> **ENUNCIADO DO EXERCÍCIO**: Na mensagem sobre o abandono do invólucro material, liste tudo aquilo para o que Ricardo foi "tocado no íntimo", conforme a frase iniciada por "Não estamos mais a sós".

> **TEXTO DE LEITURA**:
↓↓↓

Quando abandonamos o invólucro material

Mensagem recebida em 13 de dezembro de 1950.


Meu querido Ricardo. Jesus nos proteja e ilumine em nossa jornada para a verdadeira libertação.

Mais uma vez aproveito a doce oportunidade de um entendimento com o seu caridoso coração, de modo a consolidarmos os nossos propósitos de trabalho na Seara do Senhor.

Quero dizer a você que a nossa alma, quando abandona o invólucro material, muito dificilmente consegue afastar-se plenamente do mundo. Só aqueles que, durante a experiência terrena, puderam operar em si mesmos a perfeita ligação com o Plano Superior, alçam voo à paragens mais belas e mais elevadas que lhes correspondem à grandeza dos ideais esposados no mundo. Para a maioria, porém, a retirada é apenas parcial.

Desintegra-se o corpo, mas a alma permanece unida aos entes ou aos objetos que ama. Não é fácil modificar o curso do pensamento, quando fixamos a nossa mente em determinados pontos da vida, por muitos anos consecutivos. E, no meu caso, como você não pode ignorar, as esperanças e sentimentos de esposa e mãe, naturalmente me deveriam reter ao pé de nosso antigo círculo terrestre. As lutas do espírito surgiram dentro de mim, com toda a força, porque, se na realidade me achava ligada à existência que vinha de deixar, no fundo me sentia impossibilitada para qualquer manifestação. Mas tanto orei e tanto pedi a Jesus, que o seu coração de companheiro se dispôs a escutar-me e em seus braços de colaborador do bem tive a felicidade de encontrar os instrumentos para a minha tarefa nova.

Ah! Se todos na Terra conhecessem o valor da saudade que se transforma em serviços aos semelhantes, por certo haveria menos pesar aí e aqui, porque no clima da caridade, nós nos sustentamos realmente uns aos outros.

Desde o instante em que você considerou seriamente a minha palavra singela, a fé se renovou dentro de mim… Não era possível acordar a todos aqueles que amamos. Às vezes é necessário darmos tempo ao tempo, e muitos corações ligados aos nossos são ainda como as crianças que precisam de repouso e alimento leve para se fortificarem à frente do futuro.

Ninguém deve estabelecer normas de violências no campo da vida e, por isso, bastam-me o seu devotamento e a sua cooperação. Não estamos mais a sós, desde o dia em que foi você tocado no íntimo para o amor, para a luz e a verdade. Somos duas almas respirando numa só, partilhando a mesma vida.

Cada dia para nós dois é valioso período de serviço com Jesus, porque, se posso com a graça do Senhor, formular as ideias, você é a força de execução, amparando e ajudando na sementeira do socorro fraterno que nos cabe distribuir.

↑↑↑

> **REGISTROS DO CONJUNTO**:
↓↓↓

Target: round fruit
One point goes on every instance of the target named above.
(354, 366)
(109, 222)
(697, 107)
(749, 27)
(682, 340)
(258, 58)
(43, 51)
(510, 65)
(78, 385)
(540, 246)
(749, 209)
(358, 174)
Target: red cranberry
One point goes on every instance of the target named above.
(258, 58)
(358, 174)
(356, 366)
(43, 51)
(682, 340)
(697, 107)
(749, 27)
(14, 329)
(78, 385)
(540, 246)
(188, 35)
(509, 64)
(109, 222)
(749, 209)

↑↑↑
↓↓↓

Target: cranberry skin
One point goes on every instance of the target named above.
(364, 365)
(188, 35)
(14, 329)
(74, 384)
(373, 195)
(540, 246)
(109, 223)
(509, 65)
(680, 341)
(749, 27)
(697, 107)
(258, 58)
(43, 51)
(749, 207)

↑↑↑

> **RESOLUÇÃO DO EXERCÍCIO**:
- o amor
- a luz
- a verdade